▶ [Aim of the task]:
Copy out the lines verbatim from the line with "Annotate the floral" up to and including the line with "<point>393,658</point>".

START Extracted data

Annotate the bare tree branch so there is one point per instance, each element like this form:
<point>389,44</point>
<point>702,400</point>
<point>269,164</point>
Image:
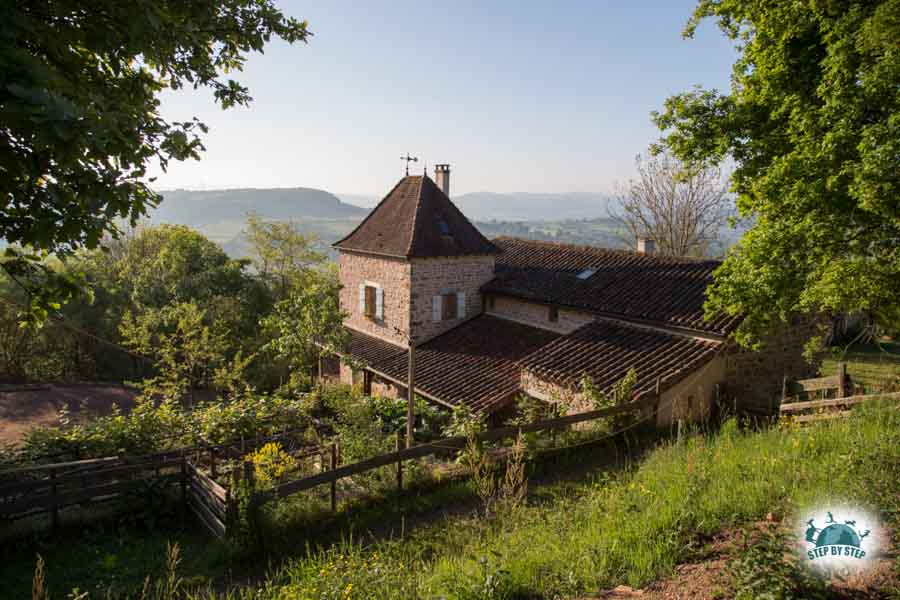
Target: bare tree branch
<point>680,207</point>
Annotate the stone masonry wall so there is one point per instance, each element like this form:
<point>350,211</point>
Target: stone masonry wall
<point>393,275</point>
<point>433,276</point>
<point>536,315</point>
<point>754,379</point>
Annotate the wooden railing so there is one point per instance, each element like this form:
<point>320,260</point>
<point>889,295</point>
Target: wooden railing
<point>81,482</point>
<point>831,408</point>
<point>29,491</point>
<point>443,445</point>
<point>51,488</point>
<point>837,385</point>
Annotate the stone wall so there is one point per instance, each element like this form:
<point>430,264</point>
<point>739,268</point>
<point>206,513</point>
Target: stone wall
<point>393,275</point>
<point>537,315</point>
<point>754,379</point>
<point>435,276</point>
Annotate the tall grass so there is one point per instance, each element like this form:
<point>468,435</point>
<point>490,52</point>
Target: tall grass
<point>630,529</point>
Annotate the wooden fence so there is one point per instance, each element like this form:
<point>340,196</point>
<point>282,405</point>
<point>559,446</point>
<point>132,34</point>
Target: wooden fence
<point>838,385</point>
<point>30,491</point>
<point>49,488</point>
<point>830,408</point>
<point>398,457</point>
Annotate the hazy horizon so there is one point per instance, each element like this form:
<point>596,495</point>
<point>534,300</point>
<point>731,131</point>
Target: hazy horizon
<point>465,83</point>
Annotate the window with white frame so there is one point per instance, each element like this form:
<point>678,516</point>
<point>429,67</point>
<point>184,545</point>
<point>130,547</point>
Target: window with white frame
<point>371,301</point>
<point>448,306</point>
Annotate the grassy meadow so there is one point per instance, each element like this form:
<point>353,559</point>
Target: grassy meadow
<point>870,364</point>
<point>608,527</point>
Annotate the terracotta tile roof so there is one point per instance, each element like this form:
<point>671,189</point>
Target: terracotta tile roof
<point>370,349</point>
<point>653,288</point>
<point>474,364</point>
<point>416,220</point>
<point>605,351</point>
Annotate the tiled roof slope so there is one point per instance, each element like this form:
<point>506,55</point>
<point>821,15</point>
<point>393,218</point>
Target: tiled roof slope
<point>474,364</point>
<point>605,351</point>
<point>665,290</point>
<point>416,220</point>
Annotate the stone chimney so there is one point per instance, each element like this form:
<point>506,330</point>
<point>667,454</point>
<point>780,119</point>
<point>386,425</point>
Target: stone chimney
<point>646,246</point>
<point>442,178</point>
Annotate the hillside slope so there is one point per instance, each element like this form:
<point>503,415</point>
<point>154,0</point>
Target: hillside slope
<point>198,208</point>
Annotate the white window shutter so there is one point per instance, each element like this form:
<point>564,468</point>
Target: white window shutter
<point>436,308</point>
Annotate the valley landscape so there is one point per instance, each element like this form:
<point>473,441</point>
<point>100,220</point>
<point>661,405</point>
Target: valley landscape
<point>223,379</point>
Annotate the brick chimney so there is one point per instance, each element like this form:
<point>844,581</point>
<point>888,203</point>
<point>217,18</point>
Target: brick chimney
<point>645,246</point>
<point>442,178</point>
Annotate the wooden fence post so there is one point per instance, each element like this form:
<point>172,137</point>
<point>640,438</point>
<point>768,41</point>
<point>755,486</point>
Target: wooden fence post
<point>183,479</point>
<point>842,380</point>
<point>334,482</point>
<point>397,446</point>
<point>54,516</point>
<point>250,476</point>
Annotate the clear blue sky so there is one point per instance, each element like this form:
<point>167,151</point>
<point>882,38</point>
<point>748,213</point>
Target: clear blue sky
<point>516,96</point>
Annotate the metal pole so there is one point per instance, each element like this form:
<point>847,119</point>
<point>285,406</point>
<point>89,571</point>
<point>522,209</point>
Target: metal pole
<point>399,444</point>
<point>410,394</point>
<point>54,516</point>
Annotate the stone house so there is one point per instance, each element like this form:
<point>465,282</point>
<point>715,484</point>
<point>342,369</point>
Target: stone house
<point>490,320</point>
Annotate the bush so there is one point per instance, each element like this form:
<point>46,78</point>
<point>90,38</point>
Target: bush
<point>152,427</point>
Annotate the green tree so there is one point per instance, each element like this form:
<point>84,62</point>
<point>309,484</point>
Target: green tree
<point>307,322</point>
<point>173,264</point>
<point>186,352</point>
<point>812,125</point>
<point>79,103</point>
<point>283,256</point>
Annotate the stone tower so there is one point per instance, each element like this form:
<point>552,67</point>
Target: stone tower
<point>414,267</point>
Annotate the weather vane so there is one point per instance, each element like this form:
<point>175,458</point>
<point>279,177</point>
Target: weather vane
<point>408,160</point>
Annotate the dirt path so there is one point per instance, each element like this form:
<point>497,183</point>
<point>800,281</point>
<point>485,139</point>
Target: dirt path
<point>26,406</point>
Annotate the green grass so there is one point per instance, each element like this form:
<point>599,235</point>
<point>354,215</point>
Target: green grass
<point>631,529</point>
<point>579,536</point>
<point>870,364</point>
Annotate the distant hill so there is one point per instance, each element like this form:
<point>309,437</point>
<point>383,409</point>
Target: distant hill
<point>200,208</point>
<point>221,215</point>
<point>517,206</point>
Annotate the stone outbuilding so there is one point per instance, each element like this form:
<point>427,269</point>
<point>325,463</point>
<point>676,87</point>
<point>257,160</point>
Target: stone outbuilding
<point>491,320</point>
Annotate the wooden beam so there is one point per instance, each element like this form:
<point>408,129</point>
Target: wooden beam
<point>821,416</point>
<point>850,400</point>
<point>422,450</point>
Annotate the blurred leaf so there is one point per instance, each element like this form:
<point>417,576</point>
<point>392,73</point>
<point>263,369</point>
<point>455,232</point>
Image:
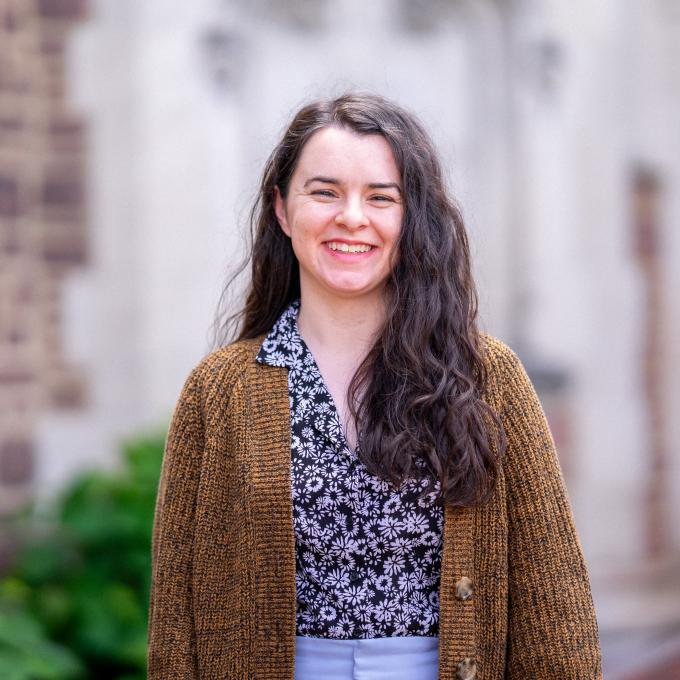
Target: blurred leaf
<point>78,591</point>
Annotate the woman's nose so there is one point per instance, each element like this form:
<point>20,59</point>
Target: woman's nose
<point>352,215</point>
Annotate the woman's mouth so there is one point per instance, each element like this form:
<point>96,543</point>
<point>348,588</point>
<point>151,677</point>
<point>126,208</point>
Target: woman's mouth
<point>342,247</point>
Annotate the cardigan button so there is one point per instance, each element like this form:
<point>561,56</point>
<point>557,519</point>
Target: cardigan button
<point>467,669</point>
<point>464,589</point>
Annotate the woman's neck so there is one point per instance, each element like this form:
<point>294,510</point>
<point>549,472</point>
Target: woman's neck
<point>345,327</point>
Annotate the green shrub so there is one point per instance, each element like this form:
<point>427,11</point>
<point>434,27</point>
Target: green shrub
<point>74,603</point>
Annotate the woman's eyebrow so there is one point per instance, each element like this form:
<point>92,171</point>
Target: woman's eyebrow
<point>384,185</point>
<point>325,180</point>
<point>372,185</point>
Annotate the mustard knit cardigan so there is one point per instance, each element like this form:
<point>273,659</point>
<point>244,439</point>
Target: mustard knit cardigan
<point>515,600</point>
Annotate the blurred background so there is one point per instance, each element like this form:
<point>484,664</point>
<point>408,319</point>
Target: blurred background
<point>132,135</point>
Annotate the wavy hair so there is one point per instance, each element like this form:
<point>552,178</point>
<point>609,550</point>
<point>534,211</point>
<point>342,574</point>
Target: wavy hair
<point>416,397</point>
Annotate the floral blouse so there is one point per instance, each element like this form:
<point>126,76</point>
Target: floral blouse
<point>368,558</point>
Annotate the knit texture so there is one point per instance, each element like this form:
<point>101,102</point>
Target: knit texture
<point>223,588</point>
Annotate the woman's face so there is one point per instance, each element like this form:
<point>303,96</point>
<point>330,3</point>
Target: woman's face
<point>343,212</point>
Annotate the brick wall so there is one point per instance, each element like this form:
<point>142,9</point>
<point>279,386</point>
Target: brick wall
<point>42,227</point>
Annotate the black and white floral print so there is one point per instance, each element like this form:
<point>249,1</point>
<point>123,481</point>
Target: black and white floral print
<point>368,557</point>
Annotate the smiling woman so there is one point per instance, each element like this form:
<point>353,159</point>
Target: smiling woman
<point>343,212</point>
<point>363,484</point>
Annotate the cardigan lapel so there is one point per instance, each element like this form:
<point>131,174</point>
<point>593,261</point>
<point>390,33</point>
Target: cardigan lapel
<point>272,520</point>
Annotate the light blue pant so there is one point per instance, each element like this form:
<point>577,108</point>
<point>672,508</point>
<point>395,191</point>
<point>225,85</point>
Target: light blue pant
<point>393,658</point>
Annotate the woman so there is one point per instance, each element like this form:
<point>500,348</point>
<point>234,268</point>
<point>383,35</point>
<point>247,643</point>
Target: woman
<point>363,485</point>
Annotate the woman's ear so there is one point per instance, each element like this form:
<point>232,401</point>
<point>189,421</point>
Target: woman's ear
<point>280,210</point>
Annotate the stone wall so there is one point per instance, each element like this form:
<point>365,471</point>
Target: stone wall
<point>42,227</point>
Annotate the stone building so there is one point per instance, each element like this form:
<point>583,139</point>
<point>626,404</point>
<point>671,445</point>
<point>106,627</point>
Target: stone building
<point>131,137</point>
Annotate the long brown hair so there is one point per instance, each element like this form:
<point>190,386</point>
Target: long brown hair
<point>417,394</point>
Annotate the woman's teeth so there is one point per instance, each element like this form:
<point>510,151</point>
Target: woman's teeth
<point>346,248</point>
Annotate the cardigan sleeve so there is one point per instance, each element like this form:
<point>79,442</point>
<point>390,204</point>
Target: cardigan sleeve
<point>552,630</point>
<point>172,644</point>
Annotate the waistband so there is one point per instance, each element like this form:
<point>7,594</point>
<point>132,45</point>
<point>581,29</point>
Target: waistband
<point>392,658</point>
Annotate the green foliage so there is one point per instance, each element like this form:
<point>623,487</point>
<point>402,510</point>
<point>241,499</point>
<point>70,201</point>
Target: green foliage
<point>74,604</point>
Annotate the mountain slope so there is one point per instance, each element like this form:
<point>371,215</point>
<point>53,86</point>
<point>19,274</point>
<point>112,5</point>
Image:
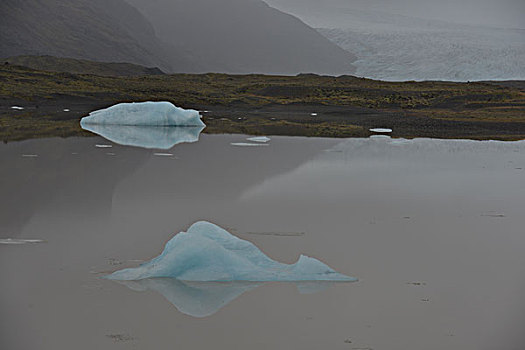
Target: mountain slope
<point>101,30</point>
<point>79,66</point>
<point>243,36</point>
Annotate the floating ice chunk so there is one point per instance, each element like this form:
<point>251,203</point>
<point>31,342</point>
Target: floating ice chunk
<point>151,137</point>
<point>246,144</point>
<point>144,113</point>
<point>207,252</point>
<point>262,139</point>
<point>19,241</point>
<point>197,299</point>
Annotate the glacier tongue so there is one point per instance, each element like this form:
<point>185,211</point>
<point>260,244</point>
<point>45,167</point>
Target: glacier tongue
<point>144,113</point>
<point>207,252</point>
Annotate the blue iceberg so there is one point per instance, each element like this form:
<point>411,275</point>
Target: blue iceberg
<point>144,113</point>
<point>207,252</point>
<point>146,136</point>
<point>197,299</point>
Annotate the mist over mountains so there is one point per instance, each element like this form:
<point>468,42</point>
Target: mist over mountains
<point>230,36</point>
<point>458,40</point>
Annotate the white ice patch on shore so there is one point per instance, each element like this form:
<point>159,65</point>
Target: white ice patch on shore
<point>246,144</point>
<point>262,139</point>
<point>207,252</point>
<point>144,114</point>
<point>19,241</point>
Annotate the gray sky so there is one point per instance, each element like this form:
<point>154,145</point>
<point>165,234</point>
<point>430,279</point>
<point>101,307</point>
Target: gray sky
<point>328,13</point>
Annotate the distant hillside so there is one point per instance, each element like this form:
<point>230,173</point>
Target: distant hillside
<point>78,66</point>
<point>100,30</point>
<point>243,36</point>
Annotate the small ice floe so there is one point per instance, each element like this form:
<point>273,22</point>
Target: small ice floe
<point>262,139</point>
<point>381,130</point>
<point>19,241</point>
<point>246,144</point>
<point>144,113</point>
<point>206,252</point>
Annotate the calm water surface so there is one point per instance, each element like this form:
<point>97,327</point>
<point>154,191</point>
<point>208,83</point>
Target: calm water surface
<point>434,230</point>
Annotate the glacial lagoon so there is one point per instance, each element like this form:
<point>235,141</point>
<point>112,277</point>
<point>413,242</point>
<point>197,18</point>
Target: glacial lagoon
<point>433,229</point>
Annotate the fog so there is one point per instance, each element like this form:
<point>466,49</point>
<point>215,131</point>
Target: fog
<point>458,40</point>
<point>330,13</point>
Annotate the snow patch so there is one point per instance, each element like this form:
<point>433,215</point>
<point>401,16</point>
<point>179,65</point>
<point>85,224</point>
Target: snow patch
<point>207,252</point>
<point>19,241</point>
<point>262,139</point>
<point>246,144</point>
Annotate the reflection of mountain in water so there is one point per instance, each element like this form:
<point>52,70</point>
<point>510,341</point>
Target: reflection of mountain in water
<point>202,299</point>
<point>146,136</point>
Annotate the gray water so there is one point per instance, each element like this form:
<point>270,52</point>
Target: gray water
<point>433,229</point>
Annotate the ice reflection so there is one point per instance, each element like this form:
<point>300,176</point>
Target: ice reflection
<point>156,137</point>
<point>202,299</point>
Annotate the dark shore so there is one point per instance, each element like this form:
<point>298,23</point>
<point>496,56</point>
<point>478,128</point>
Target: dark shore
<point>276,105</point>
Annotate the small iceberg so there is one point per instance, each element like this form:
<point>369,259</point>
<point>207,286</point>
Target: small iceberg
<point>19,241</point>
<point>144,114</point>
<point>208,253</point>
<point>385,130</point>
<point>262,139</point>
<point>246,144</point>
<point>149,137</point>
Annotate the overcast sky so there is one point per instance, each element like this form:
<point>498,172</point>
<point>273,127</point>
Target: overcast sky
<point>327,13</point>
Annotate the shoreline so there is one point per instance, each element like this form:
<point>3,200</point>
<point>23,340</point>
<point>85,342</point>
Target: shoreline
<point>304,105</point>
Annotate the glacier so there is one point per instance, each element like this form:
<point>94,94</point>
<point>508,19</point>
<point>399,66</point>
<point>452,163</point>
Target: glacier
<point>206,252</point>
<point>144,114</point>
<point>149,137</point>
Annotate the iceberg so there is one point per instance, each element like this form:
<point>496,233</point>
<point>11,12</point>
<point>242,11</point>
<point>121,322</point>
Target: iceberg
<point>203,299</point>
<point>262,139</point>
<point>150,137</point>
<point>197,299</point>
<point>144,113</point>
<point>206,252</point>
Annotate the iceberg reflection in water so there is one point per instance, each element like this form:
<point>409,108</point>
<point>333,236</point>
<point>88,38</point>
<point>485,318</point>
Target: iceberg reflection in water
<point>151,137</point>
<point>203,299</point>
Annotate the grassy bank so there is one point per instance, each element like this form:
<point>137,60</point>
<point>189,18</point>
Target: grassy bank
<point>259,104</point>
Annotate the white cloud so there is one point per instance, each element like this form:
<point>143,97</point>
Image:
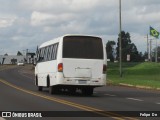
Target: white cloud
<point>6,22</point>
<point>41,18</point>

END Extracted data

▶ [Result of the task]:
Annotate the floral blouse so there is one point per instance, each element like this form:
<point>126,76</point>
Target: floral blouse
<point>368,558</point>
Annotate the knit texture so there is one point per instance, each element like this form:
<point>101,102</point>
Target: knit texture
<point>223,588</point>
Annotate the woman's face so there is one point per instance, each element like this form:
<point>303,96</point>
<point>330,3</point>
Target: woman's face
<point>343,212</point>
Annotate the brick wall so there is one point per instance, each element like this form:
<point>142,9</point>
<point>279,386</point>
Target: brick wall
<point>42,227</point>
Annotate the black and white floral print so there is one point per instance, each element like this form:
<point>249,1</point>
<point>123,481</point>
Target: black and white floral print
<point>368,557</point>
Annotate the smiling woman so there is one point per instance, each element like this form:
<point>353,159</point>
Target: smiling woman
<point>343,212</point>
<point>363,484</point>
Annotate the cardigan lapel so there is one point per instance, each element like this form:
<point>131,174</point>
<point>593,261</point>
<point>390,33</point>
Target: cardigan lapel
<point>272,520</point>
Annotate the light blue pant so there is one point per instance, each element like this form:
<point>577,108</point>
<point>672,508</point>
<point>395,191</point>
<point>225,85</point>
Target: light blue pant
<point>393,658</point>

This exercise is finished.